Selected text:
Re: How to train a Named entity detection model

Posted by Madhav Sharan <ms...@usc.edu>.
Hi - Can you ensure that your training data is in format like mentioned in
wiki ? [0]

Like mentioned in wiki training should be something like this-

<START:person> Pierre Vinken <END> 61 years old , will join the board as a
nonexecutive director Nov. 29

Here Type of Entity is "person" and "Pierre Vinken" is one of the person in
training data.

I was looking at links you shared and your data looks in different format.
Can you ensure your eng.train is in above format?

I think you can write your own code to read training file and convert it
into OpenNLP format. Also look at [1] in case you can make use of some pre
trained model available for OpenNLP

HTH



[0] https://opennlp.apache.org/documentation/1.7.2/manual/opennl
p.html#tools.namefind.training
[1] http://opennlp.sourceforge.net/models-1.5/


--
Madhav Sharan


On Sun, Feb 26, 2017 at 9:42 PM, Madhvi Gupta <mg...@gmail.com> wrote:

> Please let me know if anyone have any idea about this
>
> With Regards
> Madhvi Gupta
> *(Senior Software Engineer)*
>
> On Tue, Feb 21, 2017 at 10:51 AM, Madhvi Gupta <mg...@gmail.com>
> wrote:
>
> > Hi Joern,
> >
> > Training data generated from reuters dataset is in the following format.
> > It has generated three files eng.train, eng.testa, eng.testb.
> >
> > A DT I-NP O
> > rare JJ I-NP O
> > early JJ I-NP O
> > handwritten JJ I-NP O
> > draft NN I-NP O
> > of IN I-PP O
> > a DT I-NP O
> > song NN I-NP O
> > by IN I-PP O
> > U.S. NNP I-NP I-LOC
> > guitar NN I-NP O
> > legend NN I-NP O
> > Jimi NNP I-NP I-PER
> >
> > Using this training data file when I ran the command:
> > ./opennlp TokenNameFinderTrainer -model en-ner-person.bin -lang en -data
> > /home/centos/ner/eng.train -encoding UTF-8
> >
> > It is giving me the following error:
> > ERROR: Not enough training data
> > The provided training data is not sufficient to create enough events to
> > train a model.

Stored rows:
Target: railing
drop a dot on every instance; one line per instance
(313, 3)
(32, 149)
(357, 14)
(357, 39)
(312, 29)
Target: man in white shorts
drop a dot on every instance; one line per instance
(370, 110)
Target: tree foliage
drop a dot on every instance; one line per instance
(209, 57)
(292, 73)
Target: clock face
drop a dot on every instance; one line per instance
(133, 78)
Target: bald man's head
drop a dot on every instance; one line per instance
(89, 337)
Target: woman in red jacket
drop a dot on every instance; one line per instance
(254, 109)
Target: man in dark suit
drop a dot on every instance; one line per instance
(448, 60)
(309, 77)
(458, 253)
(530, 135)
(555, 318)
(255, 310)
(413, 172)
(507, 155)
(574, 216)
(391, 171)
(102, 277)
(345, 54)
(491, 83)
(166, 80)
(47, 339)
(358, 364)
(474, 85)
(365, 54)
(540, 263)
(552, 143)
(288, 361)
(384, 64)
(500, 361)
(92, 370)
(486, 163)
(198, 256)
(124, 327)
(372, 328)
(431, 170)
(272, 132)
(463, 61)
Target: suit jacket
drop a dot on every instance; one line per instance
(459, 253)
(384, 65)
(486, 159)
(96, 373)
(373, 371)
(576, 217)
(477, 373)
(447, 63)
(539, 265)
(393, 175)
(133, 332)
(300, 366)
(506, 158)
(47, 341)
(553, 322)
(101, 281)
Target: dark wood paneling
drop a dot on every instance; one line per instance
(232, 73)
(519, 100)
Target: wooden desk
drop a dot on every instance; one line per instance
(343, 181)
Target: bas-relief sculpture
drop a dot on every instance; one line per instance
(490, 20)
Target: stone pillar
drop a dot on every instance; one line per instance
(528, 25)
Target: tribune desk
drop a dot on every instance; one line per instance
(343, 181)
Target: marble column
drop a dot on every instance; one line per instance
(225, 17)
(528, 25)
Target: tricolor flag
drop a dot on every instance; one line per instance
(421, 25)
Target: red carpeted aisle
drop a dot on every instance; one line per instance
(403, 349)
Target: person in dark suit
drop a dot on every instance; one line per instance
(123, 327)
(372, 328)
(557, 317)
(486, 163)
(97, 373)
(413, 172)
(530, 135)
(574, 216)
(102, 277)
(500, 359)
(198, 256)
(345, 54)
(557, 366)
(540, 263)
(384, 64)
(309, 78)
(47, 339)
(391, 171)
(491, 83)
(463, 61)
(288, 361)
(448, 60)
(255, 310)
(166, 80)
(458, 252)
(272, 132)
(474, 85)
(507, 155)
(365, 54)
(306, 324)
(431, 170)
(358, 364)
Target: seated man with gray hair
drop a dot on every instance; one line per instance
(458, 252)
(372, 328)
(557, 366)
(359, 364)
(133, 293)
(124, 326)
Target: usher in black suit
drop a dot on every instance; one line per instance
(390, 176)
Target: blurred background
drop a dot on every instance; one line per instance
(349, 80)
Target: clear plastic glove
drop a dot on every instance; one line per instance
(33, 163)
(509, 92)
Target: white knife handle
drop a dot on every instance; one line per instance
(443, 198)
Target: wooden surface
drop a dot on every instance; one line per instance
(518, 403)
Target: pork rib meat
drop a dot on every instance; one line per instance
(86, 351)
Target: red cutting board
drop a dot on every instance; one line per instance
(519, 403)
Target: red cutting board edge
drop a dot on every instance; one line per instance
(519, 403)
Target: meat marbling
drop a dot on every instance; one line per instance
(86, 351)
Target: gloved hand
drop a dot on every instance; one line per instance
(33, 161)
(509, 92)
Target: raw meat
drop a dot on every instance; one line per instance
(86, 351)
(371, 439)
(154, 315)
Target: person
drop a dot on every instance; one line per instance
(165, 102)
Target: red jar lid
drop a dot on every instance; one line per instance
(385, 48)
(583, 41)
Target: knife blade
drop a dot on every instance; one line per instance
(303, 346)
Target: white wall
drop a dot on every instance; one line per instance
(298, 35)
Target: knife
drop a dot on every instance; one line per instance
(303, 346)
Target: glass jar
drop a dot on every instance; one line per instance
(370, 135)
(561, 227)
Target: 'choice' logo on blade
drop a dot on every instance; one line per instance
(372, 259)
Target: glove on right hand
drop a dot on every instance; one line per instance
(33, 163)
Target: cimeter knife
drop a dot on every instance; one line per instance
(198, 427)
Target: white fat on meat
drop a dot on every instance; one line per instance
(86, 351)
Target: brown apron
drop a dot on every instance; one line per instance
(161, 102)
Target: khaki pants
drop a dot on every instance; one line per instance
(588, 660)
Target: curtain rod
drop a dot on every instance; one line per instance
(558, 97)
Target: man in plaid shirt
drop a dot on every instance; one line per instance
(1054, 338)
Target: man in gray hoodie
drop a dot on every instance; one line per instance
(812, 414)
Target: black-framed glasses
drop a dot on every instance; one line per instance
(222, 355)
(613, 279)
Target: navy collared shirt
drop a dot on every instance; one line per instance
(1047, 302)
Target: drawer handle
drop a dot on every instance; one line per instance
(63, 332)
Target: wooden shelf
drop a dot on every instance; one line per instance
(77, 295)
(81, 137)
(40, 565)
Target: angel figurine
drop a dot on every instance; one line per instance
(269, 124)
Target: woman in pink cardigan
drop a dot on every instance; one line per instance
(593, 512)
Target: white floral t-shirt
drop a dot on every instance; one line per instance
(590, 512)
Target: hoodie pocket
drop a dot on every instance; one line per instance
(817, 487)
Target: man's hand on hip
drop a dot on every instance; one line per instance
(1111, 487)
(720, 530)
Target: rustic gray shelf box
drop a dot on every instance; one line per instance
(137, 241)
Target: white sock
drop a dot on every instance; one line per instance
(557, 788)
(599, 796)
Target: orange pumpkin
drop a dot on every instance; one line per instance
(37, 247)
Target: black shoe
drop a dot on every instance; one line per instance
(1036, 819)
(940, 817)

Required task:
Answer these questions about the forum thread on training a named entity model:
1. Which three files were generated from the Reuters dataset?
2. What error message appeared after the TokenNameFinderTrainer command was run?
3. In the training example taken from the wiki, what entity type is assigned to "Pierre Vinken"?

Reply:
1. eng.train, eng.testa, and eng.testb.
2. "ERROR: Not enough training data"
3. Person.